**The problem**
Please answer from the Kathleen Sebelius profile below: what share of the vote did she win when running for re-election in 2006?

In its continuing profile of potential VP selections the New York Times has featured Kansas Governor Kathleen Sebelius. She is from a family steeped in politics, and married into a family with a strong (Republican) tradition. She is an interesting potential candidate, winning handily in Republican Kansas, and then governing in a real bi-partisan fashion. From the Times:
The daughter of a former Democratic governor and congressman, she married the son of a six-term Republican congressman. Running for re-election in 2006, she upended expectations by announcing that her running mate would be a former Kansas Republican chairman. In a state where registered Republicans outnumber Democrats by about 330,000, she then won with 58 percent of the vote, becoming the first Kansas Democrat in 24 years to gain re-election to the governorship.
She has governed from the center, and in cooperation with moderate Republicans in the Kansas legislature.
She and moderate Republicans in the overwhelmingly Republican Legislature have worked together under pressure from the courts to resolve a school financing crisis. She has also earned points as fiscally responsible: Facing a budget shortfall at the onset of her first term, she imposed broad efficiency measures that, by her office’s measure, saved $1 billion. Among other steps, she called for what was apparently the first accounting of the number of cars in the state fleet, then sold hundreds of them.

**Entries supplied**

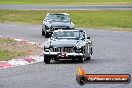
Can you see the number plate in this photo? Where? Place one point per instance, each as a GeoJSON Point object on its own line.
{"type": "Point", "coordinates": [62, 54]}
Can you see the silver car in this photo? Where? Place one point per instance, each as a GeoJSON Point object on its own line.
{"type": "Point", "coordinates": [55, 21]}
{"type": "Point", "coordinates": [68, 44]}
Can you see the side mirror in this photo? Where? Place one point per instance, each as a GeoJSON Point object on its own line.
{"type": "Point", "coordinates": [88, 37]}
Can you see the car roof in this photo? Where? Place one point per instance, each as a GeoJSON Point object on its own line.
{"type": "Point", "coordinates": [68, 30]}
{"type": "Point", "coordinates": [58, 13]}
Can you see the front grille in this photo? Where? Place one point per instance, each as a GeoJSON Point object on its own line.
{"type": "Point", "coordinates": [63, 49]}
{"type": "Point", "coordinates": [56, 28]}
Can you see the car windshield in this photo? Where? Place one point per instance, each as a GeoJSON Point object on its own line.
{"type": "Point", "coordinates": [58, 17]}
{"type": "Point", "coordinates": [66, 35]}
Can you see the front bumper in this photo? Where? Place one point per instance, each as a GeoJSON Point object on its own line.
{"type": "Point", "coordinates": [67, 55]}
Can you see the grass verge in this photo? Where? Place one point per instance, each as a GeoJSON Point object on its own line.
{"type": "Point", "coordinates": [119, 20]}
{"type": "Point", "coordinates": [66, 2]}
{"type": "Point", "coordinates": [11, 49]}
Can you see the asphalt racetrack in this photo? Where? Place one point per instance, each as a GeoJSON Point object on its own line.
{"type": "Point", "coordinates": [112, 55]}
{"type": "Point", "coordinates": [67, 7]}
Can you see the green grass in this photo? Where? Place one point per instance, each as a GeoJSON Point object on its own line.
{"type": "Point", "coordinates": [7, 55]}
{"type": "Point", "coordinates": [68, 2]}
{"type": "Point", "coordinates": [89, 19]}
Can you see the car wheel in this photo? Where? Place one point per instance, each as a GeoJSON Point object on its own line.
{"type": "Point", "coordinates": [43, 33]}
{"type": "Point", "coordinates": [81, 59]}
{"type": "Point", "coordinates": [47, 59]}
{"type": "Point", "coordinates": [88, 58]}
{"type": "Point", "coordinates": [46, 35]}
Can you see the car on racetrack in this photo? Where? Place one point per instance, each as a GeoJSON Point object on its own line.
{"type": "Point", "coordinates": [68, 44]}
{"type": "Point", "coordinates": [55, 21]}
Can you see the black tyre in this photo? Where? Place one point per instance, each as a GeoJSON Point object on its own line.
{"type": "Point", "coordinates": [47, 59]}
{"type": "Point", "coordinates": [43, 33]}
{"type": "Point", "coordinates": [46, 35]}
{"type": "Point", "coordinates": [88, 58]}
{"type": "Point", "coordinates": [80, 59]}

**Answer for this exercise**
58 percent